▸ **REQUIREMENT**:
Format the records below as a two-column CSV with the columns "record_text" and "answer", one row per record. Put each record's text in record_text and its answer in answer, each as a single quoted field with line breaks replaced by spaces.

[Dataset records]
——
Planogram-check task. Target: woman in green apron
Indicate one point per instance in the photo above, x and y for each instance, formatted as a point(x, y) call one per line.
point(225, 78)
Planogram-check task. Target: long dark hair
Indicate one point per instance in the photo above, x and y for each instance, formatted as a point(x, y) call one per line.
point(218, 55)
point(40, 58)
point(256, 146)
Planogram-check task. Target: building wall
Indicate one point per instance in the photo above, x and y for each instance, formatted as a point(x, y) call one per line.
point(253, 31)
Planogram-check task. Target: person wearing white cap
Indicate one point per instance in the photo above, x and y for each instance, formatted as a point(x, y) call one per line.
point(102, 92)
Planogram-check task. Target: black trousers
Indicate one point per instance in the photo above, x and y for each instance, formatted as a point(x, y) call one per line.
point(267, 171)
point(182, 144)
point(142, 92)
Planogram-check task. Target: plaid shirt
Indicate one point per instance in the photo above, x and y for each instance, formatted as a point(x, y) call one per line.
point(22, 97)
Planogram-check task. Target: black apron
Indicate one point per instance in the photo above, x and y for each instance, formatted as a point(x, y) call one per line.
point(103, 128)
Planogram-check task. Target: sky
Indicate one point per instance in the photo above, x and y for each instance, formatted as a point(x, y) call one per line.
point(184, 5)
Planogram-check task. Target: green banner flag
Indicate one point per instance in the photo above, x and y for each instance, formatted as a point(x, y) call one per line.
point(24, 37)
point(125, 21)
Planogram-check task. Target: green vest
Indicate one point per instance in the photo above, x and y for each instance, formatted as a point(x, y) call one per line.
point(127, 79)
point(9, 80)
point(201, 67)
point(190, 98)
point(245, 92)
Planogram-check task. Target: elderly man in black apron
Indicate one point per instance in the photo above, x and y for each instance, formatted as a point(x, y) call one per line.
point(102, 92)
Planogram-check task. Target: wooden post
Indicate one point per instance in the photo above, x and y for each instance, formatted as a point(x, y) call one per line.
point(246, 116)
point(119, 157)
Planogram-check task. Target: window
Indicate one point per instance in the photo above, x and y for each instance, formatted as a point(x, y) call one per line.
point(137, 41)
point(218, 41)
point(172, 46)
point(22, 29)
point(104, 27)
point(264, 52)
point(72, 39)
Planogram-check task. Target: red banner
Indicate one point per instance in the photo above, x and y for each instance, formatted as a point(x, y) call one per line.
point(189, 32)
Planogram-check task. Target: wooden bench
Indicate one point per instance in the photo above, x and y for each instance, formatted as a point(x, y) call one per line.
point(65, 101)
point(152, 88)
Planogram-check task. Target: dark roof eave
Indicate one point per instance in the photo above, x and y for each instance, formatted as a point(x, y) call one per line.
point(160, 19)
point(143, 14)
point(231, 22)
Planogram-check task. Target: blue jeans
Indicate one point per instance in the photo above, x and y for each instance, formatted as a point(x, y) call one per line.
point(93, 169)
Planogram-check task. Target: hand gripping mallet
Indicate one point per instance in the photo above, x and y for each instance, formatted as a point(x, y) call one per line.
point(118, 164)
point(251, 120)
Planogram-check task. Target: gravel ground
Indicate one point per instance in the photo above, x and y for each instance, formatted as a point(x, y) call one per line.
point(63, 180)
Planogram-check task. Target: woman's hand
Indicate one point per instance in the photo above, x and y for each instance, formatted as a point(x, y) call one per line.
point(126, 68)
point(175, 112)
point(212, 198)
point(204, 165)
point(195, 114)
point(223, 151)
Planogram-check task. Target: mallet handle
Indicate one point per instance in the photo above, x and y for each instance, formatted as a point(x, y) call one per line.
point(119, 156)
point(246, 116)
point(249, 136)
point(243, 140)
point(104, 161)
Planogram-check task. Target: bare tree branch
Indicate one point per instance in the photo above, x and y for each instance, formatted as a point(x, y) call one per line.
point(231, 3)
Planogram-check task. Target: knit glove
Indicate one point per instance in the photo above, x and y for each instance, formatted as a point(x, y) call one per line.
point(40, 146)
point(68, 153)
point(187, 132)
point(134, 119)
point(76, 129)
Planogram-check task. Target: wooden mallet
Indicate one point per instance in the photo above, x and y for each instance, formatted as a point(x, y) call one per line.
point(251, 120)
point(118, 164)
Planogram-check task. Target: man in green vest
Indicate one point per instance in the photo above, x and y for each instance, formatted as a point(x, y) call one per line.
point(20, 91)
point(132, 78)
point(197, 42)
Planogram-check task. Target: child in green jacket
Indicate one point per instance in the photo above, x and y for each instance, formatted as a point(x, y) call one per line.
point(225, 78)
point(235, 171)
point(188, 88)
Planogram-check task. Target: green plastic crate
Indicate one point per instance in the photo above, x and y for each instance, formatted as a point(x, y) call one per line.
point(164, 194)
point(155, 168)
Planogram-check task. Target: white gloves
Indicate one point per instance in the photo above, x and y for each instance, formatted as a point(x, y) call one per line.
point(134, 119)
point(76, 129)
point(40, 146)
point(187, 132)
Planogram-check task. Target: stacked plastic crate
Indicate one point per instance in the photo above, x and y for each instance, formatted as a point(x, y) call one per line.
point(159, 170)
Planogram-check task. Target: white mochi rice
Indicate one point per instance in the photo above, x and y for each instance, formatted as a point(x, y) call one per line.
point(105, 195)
——
▸ **EXERCISE OUTPUT**:
record_text,answer
"Planogram-check task. Target: woman in green apron Indicate one point per instance in the photo above, x and y for each instance, formatted as a point(x, y) call one per line.","point(225, 78)"
"Planogram-check task. Target: long dark hair Indicate one point per instance in the photo above, x and y for each instance, formatted as a point(x, y) call one per line.","point(218, 55) point(40, 58) point(256, 146)"
"Planogram-check task. Target: building wall Indicate one point per instance in the photo above, x and y for each instance, formatted as a point(x, y) call one per line.","point(253, 31)"
"Planogram-check task. Target: person wearing white cap Indicate one point per instance in the photo above, x and y for each instance, formatted as a point(x, y) call one per line.","point(102, 92)"
"Planogram-check task. Target: black trousers Indicate one point per instance in the photo above, x and y for each instance, formatted as a point(x, y) call one per line.","point(267, 171) point(182, 144) point(142, 92)"
"Planogram-check task. Target: plaid shirt Indicate one point per instance in the photo above, x and y for each instance, formatted as a point(x, y) call one per line.","point(22, 97)"
"Planogram-check task. Target: black apron Indicate one point per instance in the photo above, x and y for each instance, formatted as a point(x, y) call one per line.","point(103, 128)"
"Planogram-check task. Target: sky Indicate one point per instance in the photo above, x and y for each instance, formatted as a point(x, y) call one per line.","point(184, 5)"
"Planogram-check task. Target: green banner flag Indicate one point per instance in the photo above, x and y for each instance, formatted as a point(x, y) call one per line.","point(24, 37) point(125, 21)"
"Planogram-check task. Target: green vest Indicate one point per instance in the photo above, x and y for each instance, formatted as a point(x, y) call one per line.","point(127, 79) point(9, 80) point(201, 67) point(190, 98) point(245, 92)"
"Planogram-check task. Target: elderly man in black apron Indicate one point per instance in the photo above, x and y for each instance, formatted as a point(x, y) call one per line.","point(102, 92)"
"Planogram-check task. Target: wooden post Indicate one point per instance in the photo above, x and y for each instance, formatted as a point(x, y) call one per line.","point(246, 116) point(119, 157)"
"Planogram-check task. Target: window Indicate one point per instance in the photo above, x and y for each instance, formatted as a point(x, y) call one per line.","point(137, 41) point(218, 41) point(172, 46) point(22, 29) point(104, 27) point(264, 52) point(72, 39)"
"Planogram-check task. Target: red banner Indicate one point per instance in the photo above, x and y for each instance, formatted as a point(x, y) call one per line.","point(189, 32)"
"Planogram-check task. Target: wooden bench Indicate one point per instance in the photo above, x and y for each instance, formatted as a point(x, y) call one per line.","point(65, 101) point(152, 88)"
"Planogram-check task. Target: dark roof eave Indicate one point per instance in the photo above, x and y for each instance, formatted as a point(x, y) call one per line.","point(160, 19) point(143, 14) point(231, 22)"
"Planogram-check task. Target: blue jeans Indicate one point per instance in the photo above, x and y for each instance, formatted as a point(x, y) call one per line.","point(93, 169)"
"Planogram-check task. Target: hand gripping mallet Indicate one point per instance in the photo above, x and y for each instance, formatted as a point(x, y) call one per line.","point(118, 164) point(251, 120)"
"Planogram-check task. Target: gravel ground Indicate one point per instance in the photo above, x and y for each instance, formatted as a point(x, y) call one per line.","point(63, 180)"
"Planogram-check task. Target: woman's hand Indicate one point per instance in the photo above, x and y for each instance, formatted as a point(x, y) call one per line.","point(126, 68) point(175, 112) point(212, 198) point(204, 165) point(195, 114) point(223, 151)"
"Planogram-check task. Target: mallet handle Indicate one point per instance in the photo above, x and y for each instance, formatted as a point(x, y) call one per line.","point(119, 156) point(246, 116) point(249, 136) point(243, 140) point(104, 161)"
"Planogram-check task. Target: bare tree branch Indicate one point per instance in the photo above, x and y for each instance, formatted as a point(x, y) call one per line.","point(231, 3)"
"Planogram-check task. Target: knit glove Indicate one point per instance in the photo above, x and y for each instance, formatted as a point(x, y) call one per line.","point(40, 146) point(68, 153) point(187, 132) point(134, 119) point(76, 129)"
"Planogram-check task. Target: wooden mallet Indicate one point per instance in the photo above, x and y for each instance, formatted as a point(x, y) call one per line.","point(251, 120) point(118, 164)"
"Planogram-check task. Target: man in green vest Indicate one point per instance in the photo above, x and y for each instance, formatted as a point(x, y) call one per line.","point(20, 91) point(132, 78) point(197, 42)"
"Planogram-check task. Target: child in green jacket Indicate one point per instance in the photo above, x and y for each instance, formatted as a point(x, y) call one per line.","point(225, 78) point(235, 171) point(188, 88)"
"Planogram-check task. Target: green plastic crate Indicate one point per instance in the photo above, x and y for each instance, formatted as a point(x, y) call one per line.","point(164, 194) point(155, 168)"
"Planogram-check task. Target: white gloves Indicate one point per instance in the photo above, x and y for each instance, formatted as a point(x, y) call one per line.","point(134, 119) point(76, 129) point(40, 146) point(187, 132)"
"Planogram-check task. Target: stacked plastic crate Indicate one point per instance in the photo above, x and y for each instance, formatted as a point(x, y) call one per line.","point(159, 170)"
"Planogram-check task. Target: white mochi rice Indicate one point per instance in the photo above, x and y for each instance, formatted as a point(x, y) call one per line.","point(105, 195)"